== Segment start ==
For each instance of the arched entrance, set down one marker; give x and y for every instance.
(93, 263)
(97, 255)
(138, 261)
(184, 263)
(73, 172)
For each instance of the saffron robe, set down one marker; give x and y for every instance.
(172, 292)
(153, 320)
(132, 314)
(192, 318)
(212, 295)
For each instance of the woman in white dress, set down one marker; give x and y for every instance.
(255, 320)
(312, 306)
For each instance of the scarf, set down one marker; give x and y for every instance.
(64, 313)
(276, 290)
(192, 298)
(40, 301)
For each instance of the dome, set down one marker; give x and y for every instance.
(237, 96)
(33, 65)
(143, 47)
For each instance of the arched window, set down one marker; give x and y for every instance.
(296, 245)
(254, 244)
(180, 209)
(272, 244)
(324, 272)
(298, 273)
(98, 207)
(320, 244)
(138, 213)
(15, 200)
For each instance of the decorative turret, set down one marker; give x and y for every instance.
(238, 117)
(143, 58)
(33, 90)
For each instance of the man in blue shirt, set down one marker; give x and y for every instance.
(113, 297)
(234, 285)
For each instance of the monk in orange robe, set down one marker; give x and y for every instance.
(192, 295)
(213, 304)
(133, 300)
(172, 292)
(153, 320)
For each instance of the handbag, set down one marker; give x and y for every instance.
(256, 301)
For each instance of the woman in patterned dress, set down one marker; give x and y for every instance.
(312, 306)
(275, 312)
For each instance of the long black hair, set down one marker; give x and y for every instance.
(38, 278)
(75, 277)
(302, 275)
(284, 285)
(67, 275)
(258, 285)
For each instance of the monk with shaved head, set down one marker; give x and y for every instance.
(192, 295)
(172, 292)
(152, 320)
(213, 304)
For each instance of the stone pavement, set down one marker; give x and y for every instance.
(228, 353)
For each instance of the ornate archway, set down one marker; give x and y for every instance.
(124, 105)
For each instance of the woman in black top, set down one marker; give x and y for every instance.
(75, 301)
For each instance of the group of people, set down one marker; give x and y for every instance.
== Segment end ==
- THE TASK: Set down the whole of the data, exactly as it stands.

- RESULT OF THE TASK:
For each instance of the arched entrance, set down one marker; give x and y for every instance.
(93, 263)
(97, 255)
(138, 261)
(184, 263)
(73, 172)
For each instance of the saffron robe, set down one marker; give x and y for every instance.
(172, 292)
(153, 320)
(132, 314)
(192, 318)
(212, 295)
For each instance of the woman in white dress, set down one marker; give x and y for every instance.
(255, 320)
(312, 306)
For each instance of the scarf, set down one marker; give x and y for every instance.
(64, 313)
(276, 290)
(192, 298)
(40, 301)
For each instance of the dome, set down one marker; give x and y for every instance.
(237, 96)
(33, 65)
(143, 47)
For each instance of the arched window, set down one marker; give x and y for every instance.
(296, 245)
(254, 244)
(180, 209)
(272, 244)
(324, 272)
(298, 273)
(98, 207)
(320, 244)
(138, 213)
(15, 200)
For each instance of the decorative turret, set down one marker; give x and y for every instance.
(238, 117)
(143, 58)
(33, 90)
For each instance of the man in blue shirt, set down one marker; give x and y for every instance.
(113, 297)
(234, 285)
For each instance of the monk in orange robe, set down one marker; give x and y for every instance.
(192, 295)
(213, 304)
(133, 300)
(172, 292)
(153, 320)
For each instance of the handbag, set down one marker; give x and y for every instance.
(256, 301)
For each instance of the woman in patterned dress, set down one marker; give x and y for every instance.
(312, 306)
(275, 312)
For each instance of the long black hair, set down one marker; give x and y for every instance.
(38, 278)
(75, 277)
(302, 275)
(284, 285)
(67, 275)
(258, 285)
For each instance of the monk with shaved head, set down one marker; give x and y for every instance.
(192, 295)
(172, 292)
(152, 320)
(213, 304)
For each instance of the stone pavement, set down one marker; give x and y for every instance.
(228, 353)
For each instance of the ornate archway, set down one marker; give x and y for every instance.
(124, 105)
For each instance of the woman in black top, set down one marker; give x and y for every instance.
(75, 301)
For each instance of the group of people, set down one marker; give x and y for every instance.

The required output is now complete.